**DIRECTIONS:** Copy the listing below word for word, line by line, with nothing added or left out.

**MATERIAL SHOWN:**
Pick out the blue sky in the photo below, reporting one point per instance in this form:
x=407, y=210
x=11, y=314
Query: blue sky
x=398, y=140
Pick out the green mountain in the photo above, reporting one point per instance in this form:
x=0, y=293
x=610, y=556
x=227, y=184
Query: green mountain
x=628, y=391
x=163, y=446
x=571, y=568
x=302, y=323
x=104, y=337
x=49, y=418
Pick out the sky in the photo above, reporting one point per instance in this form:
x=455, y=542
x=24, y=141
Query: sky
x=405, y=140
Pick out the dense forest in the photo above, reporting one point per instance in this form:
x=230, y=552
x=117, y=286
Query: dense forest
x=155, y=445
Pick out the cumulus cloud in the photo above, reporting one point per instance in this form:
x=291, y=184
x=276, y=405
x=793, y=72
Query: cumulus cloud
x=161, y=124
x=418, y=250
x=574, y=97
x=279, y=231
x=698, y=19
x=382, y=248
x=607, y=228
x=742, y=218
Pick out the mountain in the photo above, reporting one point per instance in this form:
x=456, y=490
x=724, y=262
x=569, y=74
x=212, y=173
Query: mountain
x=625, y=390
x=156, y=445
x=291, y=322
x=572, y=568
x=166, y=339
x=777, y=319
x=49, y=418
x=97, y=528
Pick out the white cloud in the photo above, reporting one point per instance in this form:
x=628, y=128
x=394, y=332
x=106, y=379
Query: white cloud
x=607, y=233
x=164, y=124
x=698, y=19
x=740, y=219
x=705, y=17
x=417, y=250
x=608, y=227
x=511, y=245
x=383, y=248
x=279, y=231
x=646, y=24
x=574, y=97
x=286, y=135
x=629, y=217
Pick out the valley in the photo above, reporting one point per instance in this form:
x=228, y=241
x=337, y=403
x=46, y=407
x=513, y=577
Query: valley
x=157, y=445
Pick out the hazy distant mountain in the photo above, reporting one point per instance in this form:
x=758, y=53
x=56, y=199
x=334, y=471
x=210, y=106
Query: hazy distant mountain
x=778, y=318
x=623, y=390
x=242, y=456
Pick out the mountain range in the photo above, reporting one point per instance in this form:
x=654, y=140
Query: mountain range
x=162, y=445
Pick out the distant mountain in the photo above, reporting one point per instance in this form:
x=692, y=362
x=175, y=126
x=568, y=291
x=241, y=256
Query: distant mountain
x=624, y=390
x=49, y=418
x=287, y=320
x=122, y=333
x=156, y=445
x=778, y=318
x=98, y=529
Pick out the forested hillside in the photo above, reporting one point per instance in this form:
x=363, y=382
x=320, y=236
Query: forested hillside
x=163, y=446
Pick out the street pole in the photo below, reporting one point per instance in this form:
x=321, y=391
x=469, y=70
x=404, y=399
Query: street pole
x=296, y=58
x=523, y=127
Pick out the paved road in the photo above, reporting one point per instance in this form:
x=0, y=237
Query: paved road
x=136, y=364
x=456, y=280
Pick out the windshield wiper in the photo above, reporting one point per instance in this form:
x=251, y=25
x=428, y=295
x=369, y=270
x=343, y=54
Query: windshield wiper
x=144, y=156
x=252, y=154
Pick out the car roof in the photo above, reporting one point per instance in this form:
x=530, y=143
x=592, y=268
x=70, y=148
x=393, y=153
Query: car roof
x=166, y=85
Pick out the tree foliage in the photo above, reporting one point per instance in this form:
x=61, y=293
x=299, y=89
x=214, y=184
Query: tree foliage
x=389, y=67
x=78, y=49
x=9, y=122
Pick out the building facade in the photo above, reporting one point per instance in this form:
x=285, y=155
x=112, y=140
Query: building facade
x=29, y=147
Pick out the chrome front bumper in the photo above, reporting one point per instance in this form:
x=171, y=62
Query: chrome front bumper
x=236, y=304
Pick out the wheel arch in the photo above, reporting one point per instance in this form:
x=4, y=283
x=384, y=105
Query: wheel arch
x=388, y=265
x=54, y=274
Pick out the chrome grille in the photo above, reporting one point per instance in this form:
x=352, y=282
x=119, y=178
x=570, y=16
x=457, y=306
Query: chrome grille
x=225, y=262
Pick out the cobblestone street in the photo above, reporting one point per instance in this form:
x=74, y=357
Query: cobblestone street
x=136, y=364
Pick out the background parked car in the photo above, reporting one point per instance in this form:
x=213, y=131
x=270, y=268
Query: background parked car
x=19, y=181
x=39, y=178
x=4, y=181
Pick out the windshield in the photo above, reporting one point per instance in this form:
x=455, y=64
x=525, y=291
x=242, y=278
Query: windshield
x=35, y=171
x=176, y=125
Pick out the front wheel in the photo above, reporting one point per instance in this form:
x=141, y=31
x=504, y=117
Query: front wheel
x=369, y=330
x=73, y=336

**RESULT:**
Pick out the blue sky in the photo below, reporting one point per instance in this form:
x=407, y=210
x=11, y=314
Query: blue sky
x=398, y=140
Pick out the green mountain in the photo above, reporting one point per instance in this form:
x=0, y=293
x=610, y=556
x=227, y=184
Query: green mountain
x=628, y=391
x=163, y=446
x=571, y=568
x=302, y=323
x=104, y=337
x=49, y=418
Pick out the sky in the photo above, reporting one point per instance in this form:
x=455, y=542
x=24, y=141
Query: sky
x=405, y=140
Pick out the dense forest in the photo above, reporting one point per instance in this form:
x=230, y=552
x=117, y=286
Query: dense forest
x=155, y=445
Pick out the cumulus cloud in the photo above, reporting one point per instance in this form:
x=291, y=184
x=276, y=405
x=793, y=72
Query: cumulus cloud
x=161, y=124
x=418, y=250
x=574, y=97
x=279, y=231
x=698, y=19
x=382, y=248
x=607, y=228
x=742, y=218
Pick out the mountain in the photo above, reporting one point per instance in this form:
x=456, y=490
x=724, y=262
x=569, y=74
x=212, y=173
Query: mountain
x=625, y=390
x=156, y=445
x=291, y=322
x=572, y=568
x=166, y=339
x=777, y=319
x=49, y=418
x=97, y=528
Pick out the white cloud in the photo above, reporting one point per instance in this form:
x=628, y=128
x=394, y=332
x=106, y=379
Query: white cloud
x=607, y=233
x=164, y=124
x=698, y=19
x=740, y=219
x=705, y=17
x=417, y=250
x=608, y=227
x=511, y=245
x=383, y=248
x=279, y=231
x=646, y=24
x=574, y=97
x=286, y=135
x=629, y=217
Pick out the valley in the photo above, reporting one point per instance in this form:
x=228, y=241
x=337, y=403
x=46, y=407
x=513, y=577
Query: valley
x=157, y=445
Pick out the hazy distant mountain in the photo above, reporting one point per instance in this form:
x=758, y=53
x=56, y=199
x=334, y=471
x=210, y=106
Query: hazy distant mountain
x=778, y=318
x=623, y=390
x=242, y=456
Pick out the mountain range in the photo above, reporting one point per instance in this form:
x=654, y=140
Query: mountain range
x=162, y=445
Pick out the distant mountain in the photo above, reporting one point per instance in this form:
x=692, y=362
x=175, y=126
x=568, y=291
x=241, y=256
Query: distant mountain
x=624, y=390
x=49, y=418
x=287, y=320
x=122, y=333
x=156, y=445
x=778, y=318
x=98, y=529
Pick out the forested hillside in the photo above, reporting one point per instance in this form:
x=363, y=382
x=320, y=236
Query: forested hillside
x=163, y=446
Pick out the street pole in the photo below, reporting one point per instance in this form:
x=321, y=391
x=469, y=70
x=404, y=399
Query: street pole
x=296, y=58
x=523, y=127
Pick out the paved road in the photo above, reporting one point per instance in this form:
x=0, y=237
Query: paved road
x=136, y=364
x=456, y=280
Pick out the windshield wiper in the photo above, reporting one point per instance in this form:
x=251, y=25
x=428, y=295
x=369, y=270
x=343, y=54
Query: windshield wiper
x=144, y=156
x=252, y=154
Pick out the car roof in the photo above, reporting one point per instance in this form:
x=530, y=143
x=592, y=268
x=70, y=148
x=393, y=153
Query: car roof
x=166, y=85
Pick out the tree foliage in the photo above, reporting one point per instance in this form:
x=61, y=293
x=299, y=89
x=214, y=184
Query: tree foliage
x=389, y=67
x=78, y=49
x=9, y=122
Pick out the building facade in the photo above, reporting one point per instance in this form:
x=285, y=155
x=112, y=140
Query: building facade
x=29, y=147
Pick out the chrome front bumper in the photo above, reporting one point per instance in this form:
x=171, y=62
Query: chrome front bumper
x=236, y=304
Pick out the wheel arch in the photo above, reporting one point per instance in this form:
x=4, y=283
x=384, y=105
Query: wheel arch
x=388, y=265
x=54, y=274
Pick out the chrome grille in the photo above, reporting one point per instance in this form:
x=352, y=282
x=119, y=178
x=570, y=16
x=457, y=306
Query: chrome grille
x=225, y=262
Pick out the cobblestone street in the photo above, reporting one point per instance in this form:
x=74, y=357
Query: cobblestone street
x=136, y=364
Pick out the background parked car in the photo above, reporting one point per instance in this form:
x=213, y=131
x=270, y=268
Query: background parked car
x=19, y=181
x=39, y=178
x=4, y=181
Pick out the windshield in the photo above, reporting one point per instance in this form:
x=455, y=64
x=525, y=291
x=242, y=278
Query: windshield
x=35, y=171
x=176, y=125
Pick out the front wheel in the photo above, reporting one point per instance in this form:
x=141, y=31
x=504, y=117
Query: front wheel
x=369, y=330
x=73, y=336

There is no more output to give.